* Start Data for processing *

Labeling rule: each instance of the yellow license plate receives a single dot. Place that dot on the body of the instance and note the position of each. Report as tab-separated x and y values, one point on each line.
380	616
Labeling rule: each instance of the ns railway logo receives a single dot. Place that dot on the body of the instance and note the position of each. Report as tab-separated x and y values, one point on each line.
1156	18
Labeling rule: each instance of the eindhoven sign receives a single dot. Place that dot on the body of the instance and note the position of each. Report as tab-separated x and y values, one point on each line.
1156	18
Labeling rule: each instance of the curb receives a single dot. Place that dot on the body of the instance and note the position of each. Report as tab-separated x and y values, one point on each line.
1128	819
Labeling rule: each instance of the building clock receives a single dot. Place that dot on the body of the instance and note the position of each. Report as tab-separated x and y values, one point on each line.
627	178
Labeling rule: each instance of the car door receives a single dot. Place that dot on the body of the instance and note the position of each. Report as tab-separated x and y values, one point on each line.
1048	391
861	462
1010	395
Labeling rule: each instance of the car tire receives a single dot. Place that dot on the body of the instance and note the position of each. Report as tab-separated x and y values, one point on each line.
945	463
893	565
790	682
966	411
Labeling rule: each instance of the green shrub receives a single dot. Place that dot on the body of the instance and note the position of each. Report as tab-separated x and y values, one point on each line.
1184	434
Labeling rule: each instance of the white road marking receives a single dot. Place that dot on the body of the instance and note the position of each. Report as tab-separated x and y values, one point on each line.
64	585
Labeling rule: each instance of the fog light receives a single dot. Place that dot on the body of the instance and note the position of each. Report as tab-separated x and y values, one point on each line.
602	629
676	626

* End Data for processing *

■ **Task instructions**:
Please rewrite the lines from the one containing "Labeling rule: each instance of the car tire" through the last line above, both included. Lower every x and y coordinate by 17 and leave all other text unchanged.

■ **Response below**:
Labeling rule: each instance of the car tire receives a single dot. Place that dot on the body of the instance and note the position of each. Report as tab-separated x and y values, one point on each line.
928	446
876	548
773	665
949	394
Labeling rule: each instance of the green shrub receives a single dot. Place that dot on the body of the instance and note the position of each. Report as tab-separated x and y values, one point on each line.
1167	417
Labeling rule: each instance of the white road marking receives a single dot. Place that dot on the body of the instance and note the position of each. Report as tab-separated x and y values, one point on each line.
47	568
Labeling rule: each instance of the fog light receives a single dot. Place that dot on the body of the instance and note the position of each. Report as tab-separated x and y values, one point on each line.
585	612
659	609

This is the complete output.